- BRIEF
From the records below, copy each line that has the word "image" in it.

▼

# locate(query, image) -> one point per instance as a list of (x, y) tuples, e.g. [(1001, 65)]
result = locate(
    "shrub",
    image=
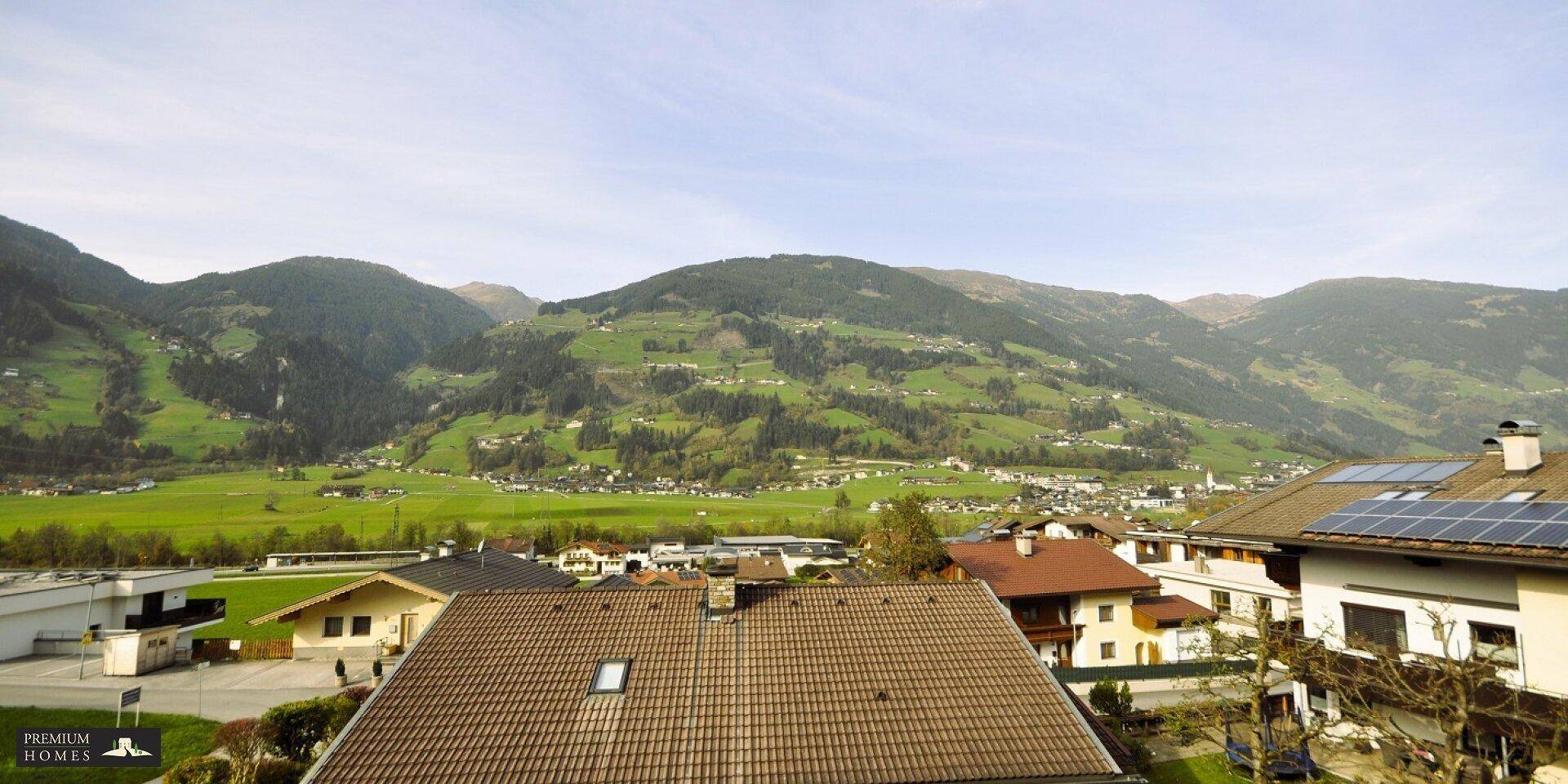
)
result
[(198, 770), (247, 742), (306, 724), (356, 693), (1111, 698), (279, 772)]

▲
▼

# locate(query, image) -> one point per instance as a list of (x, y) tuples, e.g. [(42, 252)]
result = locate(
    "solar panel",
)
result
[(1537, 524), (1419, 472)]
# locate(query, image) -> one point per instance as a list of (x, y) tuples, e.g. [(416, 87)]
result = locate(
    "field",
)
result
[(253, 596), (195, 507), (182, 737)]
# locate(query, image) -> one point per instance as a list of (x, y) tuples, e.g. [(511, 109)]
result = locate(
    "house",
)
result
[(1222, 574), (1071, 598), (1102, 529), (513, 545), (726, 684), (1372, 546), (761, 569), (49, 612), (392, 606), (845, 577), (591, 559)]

▲

- TASK SOLUTION
# locate(query, image) -> one point per instance as a list of (x, y) tuples, e.g. [(1001, 65)]
    image=
# locate(query, image) -> one point per instance as a list of (x, y) tuples, e.g. [(42, 252)]
# locate(query, image) -> one point per instance as a list of (x, y) tuples, e.g. [(416, 87)]
# locate(query, image) -> one point per instance as a list of (x, y) tuples, e.g. [(511, 109)]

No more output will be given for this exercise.